### WHAT YOU HAVE TO DO
Pictures stay out of the copy; restate everything else in the material exactly.

** Begin PROVIDED DATA **

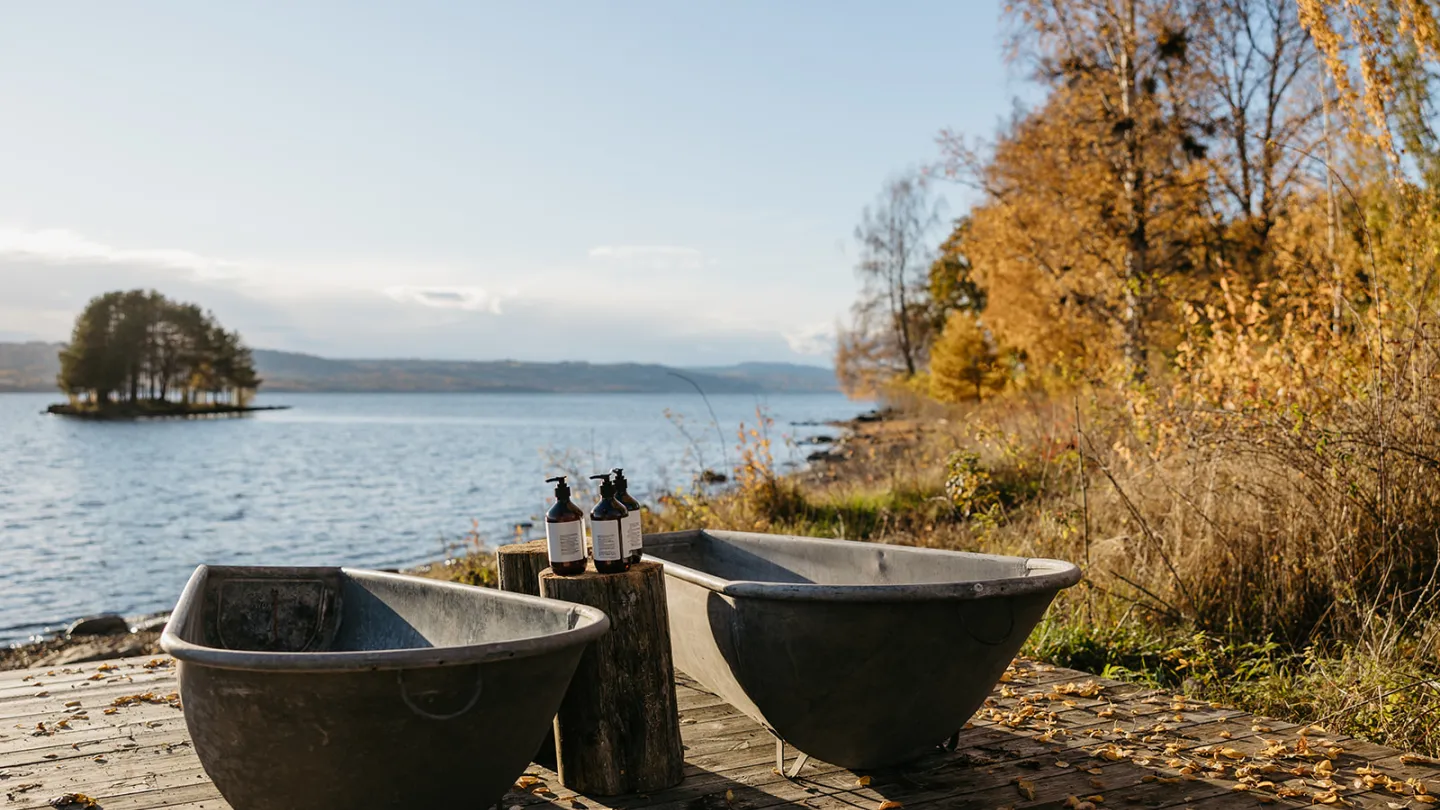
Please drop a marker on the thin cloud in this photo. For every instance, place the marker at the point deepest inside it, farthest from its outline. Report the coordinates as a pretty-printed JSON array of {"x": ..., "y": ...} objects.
[
  {"x": 68, "y": 247},
  {"x": 467, "y": 299},
  {"x": 812, "y": 340}
]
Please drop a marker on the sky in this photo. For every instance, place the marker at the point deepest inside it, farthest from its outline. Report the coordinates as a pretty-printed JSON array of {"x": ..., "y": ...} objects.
[{"x": 549, "y": 180}]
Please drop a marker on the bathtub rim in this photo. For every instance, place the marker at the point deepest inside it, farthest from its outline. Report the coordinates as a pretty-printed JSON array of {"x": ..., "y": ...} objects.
[
  {"x": 586, "y": 624},
  {"x": 1041, "y": 575}
]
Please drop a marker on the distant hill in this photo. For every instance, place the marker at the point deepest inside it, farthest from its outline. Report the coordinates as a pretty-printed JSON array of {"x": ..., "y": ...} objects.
[
  {"x": 776, "y": 376},
  {"x": 32, "y": 366},
  {"x": 29, "y": 366}
]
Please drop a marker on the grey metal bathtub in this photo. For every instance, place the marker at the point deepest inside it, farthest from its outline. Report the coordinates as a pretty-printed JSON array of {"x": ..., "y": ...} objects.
[
  {"x": 331, "y": 688},
  {"x": 861, "y": 655}
]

** End PROVIDED DATA **

### RESULT OF THE TASK
Please drop a marker on the thin cloud in this photo. For every instance, place the marker at the point deepest inside it, farthest from its outline. Report the coordinates as a pretty-printed JSON array of {"x": ..., "y": ...} objects.
[
  {"x": 68, "y": 247},
  {"x": 467, "y": 299},
  {"x": 812, "y": 340}
]
Please drop a marker on the sky in this photo. For every instance, place the marker at the point deepest inside it, farthest from its outline. Report the coordinates as a pretty-printed JSON array of {"x": ..., "y": ...} objects.
[{"x": 549, "y": 180}]
Please drop a marker on the bathtub rim in this photo. For every instance, place the marker at the point deepest inside it, farthest from its outline. Report the coordinates as a pretty-printed JSON array of {"x": ..., "y": ...} objects.
[
  {"x": 586, "y": 624},
  {"x": 1041, "y": 575}
]
Please drop a marker on the distant hill in this photo. For every instance, place the marker at the point deepest inside it, farthest from its outline. Report the coordinates as a pretty-printed JSON array of {"x": ..., "y": ...} objects.
[
  {"x": 776, "y": 376},
  {"x": 32, "y": 366},
  {"x": 29, "y": 366}
]
Please drop a marker on the grey metal bathtub in this photo. For every instance, place the marker at the point deepest inside it, farthest from its outline. Report the coordinates as a pretty-printed JSON array of {"x": ..., "y": ...} objects.
[
  {"x": 331, "y": 688},
  {"x": 861, "y": 655}
]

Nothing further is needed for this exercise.